▶ [Brief]: Convert the lines below into a Markdown table with the columns Row and Line, starting at the line containing "Task: for each" and continuing through the line containing "469L460 449L423 453L400", both included. Number each row and leave out any blank lines.

▶ [Data for processing]:
------------------------------------------------

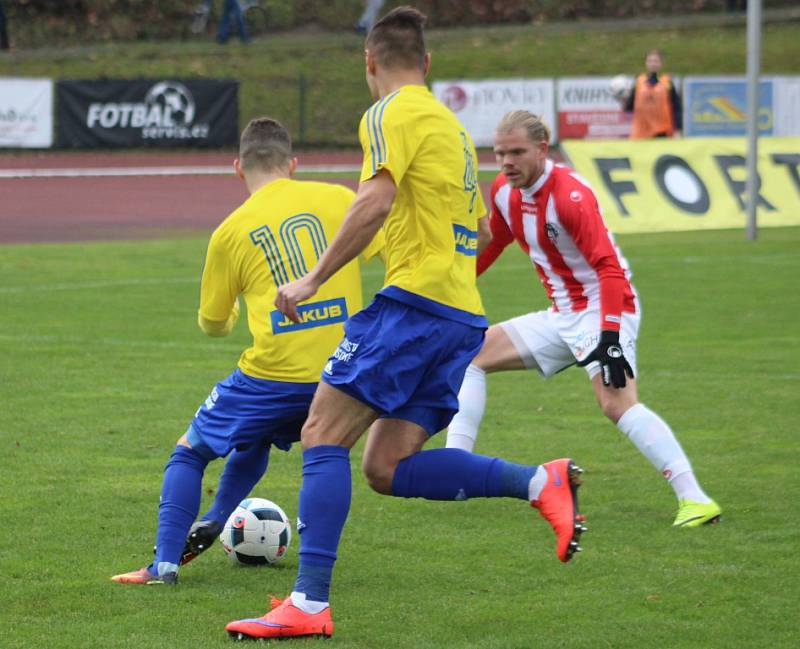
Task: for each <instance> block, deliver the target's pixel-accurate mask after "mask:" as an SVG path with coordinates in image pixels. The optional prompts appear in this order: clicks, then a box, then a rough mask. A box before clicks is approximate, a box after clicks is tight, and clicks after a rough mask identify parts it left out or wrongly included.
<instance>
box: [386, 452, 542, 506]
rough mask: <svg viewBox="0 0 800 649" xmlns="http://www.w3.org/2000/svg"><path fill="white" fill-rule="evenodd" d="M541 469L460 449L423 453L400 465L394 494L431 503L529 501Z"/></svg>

------------------------------------------------

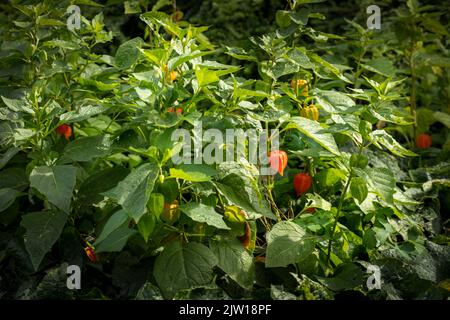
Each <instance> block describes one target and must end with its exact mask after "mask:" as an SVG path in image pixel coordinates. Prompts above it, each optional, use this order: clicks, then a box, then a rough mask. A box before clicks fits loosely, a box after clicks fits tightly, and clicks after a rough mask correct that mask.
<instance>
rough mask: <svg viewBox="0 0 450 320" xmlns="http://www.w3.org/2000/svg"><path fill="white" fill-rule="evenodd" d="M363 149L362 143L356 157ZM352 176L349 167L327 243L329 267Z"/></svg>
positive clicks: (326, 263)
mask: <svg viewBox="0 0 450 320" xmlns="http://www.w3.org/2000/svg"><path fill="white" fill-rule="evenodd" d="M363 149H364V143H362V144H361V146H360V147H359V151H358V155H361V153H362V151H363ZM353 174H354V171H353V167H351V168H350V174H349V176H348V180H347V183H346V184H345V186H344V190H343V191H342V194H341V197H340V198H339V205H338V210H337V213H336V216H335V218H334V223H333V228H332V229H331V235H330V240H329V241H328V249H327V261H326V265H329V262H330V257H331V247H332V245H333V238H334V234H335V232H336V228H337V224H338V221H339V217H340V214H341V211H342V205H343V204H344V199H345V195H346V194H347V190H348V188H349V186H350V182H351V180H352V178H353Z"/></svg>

------------------------------------------------

▶ [Solved exercise]:
| Row | Line |
|---|---|
| 1 | Task: for each <instance> block, deliver the target's pixel-accurate mask after "mask:" as an SVG path with coordinates in image pixels. The optional prompts appear in this order: clicks, then a box, then a rough mask. A box before clicks is approximate, a box after clicks is tight, and clicks after a rough mask identify parts it left out or wrongly included. |
| 2 | <instance> |
| 3 | box: [386, 452, 542, 506] |
| 4 | rough mask: <svg viewBox="0 0 800 649" xmlns="http://www.w3.org/2000/svg"><path fill="white" fill-rule="evenodd" d="M541 469L460 449L423 453L400 465L394 494L431 503L529 501Z"/></svg> |